SHORT PROBLEM: Transcribe the whole listing below without changing a word, but leave out every image.

(Point annotation records)
______________________________

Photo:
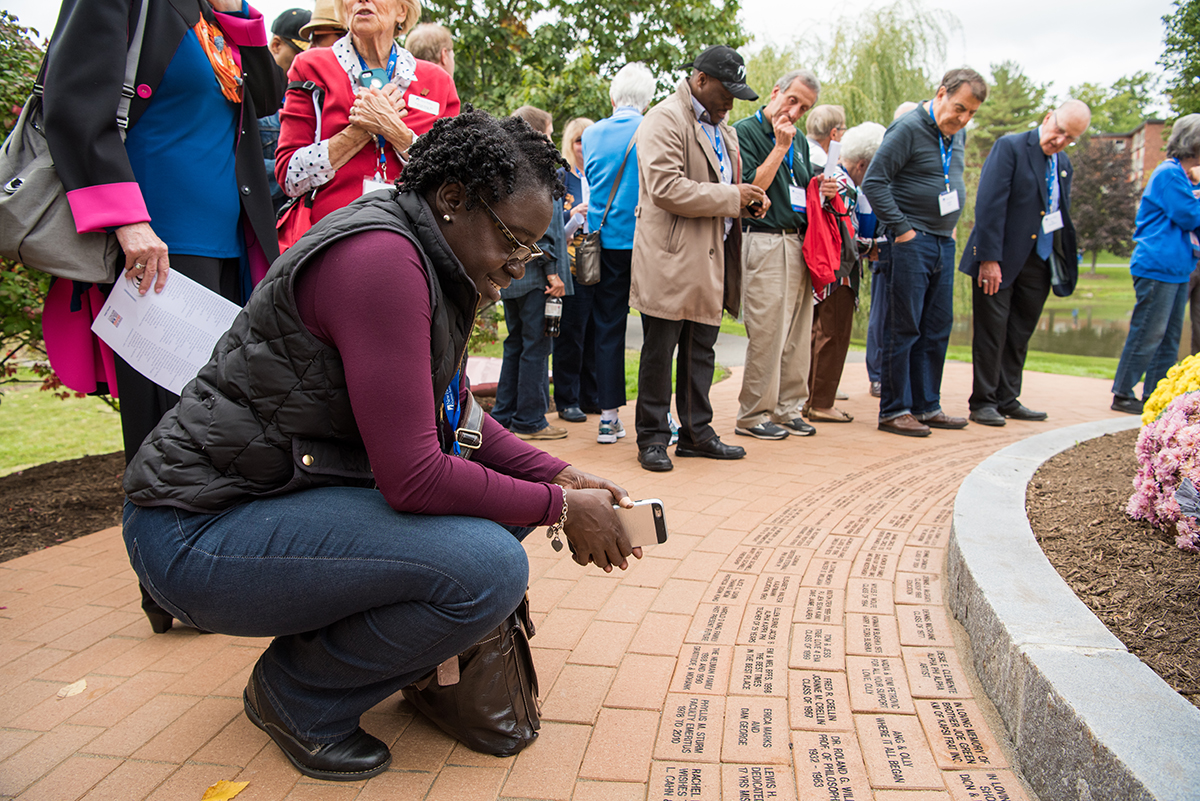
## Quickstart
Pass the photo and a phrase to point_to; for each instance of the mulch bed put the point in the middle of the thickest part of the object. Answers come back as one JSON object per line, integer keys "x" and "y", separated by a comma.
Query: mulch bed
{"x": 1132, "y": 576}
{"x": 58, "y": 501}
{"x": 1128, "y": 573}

______________________________

CORRECT RESPONSE:
Photo:
## Quickstart
Pass the photo and a phrase to point_to; for each instance of the mulch bed put the point in the middle of the thickest part of the object. Answers come back as one JSON object per line, integer keys "x" and "y", separated by a comma.
Query: mulch bed
{"x": 1132, "y": 576}
{"x": 58, "y": 501}
{"x": 1128, "y": 573}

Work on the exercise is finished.